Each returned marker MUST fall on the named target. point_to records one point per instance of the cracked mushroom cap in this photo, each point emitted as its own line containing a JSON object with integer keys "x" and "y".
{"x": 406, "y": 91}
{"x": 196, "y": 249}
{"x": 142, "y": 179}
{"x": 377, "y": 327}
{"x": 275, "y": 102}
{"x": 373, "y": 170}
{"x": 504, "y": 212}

● ● ● ● ●

**DIRECTION**
Copy out every row above, leaving each line unchanged.

**FULL ANSWER**
Each returned marker MUST fall on the named target. point_to records one point per instance of the cracked mushroom cap in this photo, each point emitted as its own line containing a JSON object with integer keys "x" and "y".
{"x": 406, "y": 91}
{"x": 196, "y": 249}
{"x": 142, "y": 179}
{"x": 377, "y": 327}
{"x": 275, "y": 102}
{"x": 373, "y": 170}
{"x": 504, "y": 212}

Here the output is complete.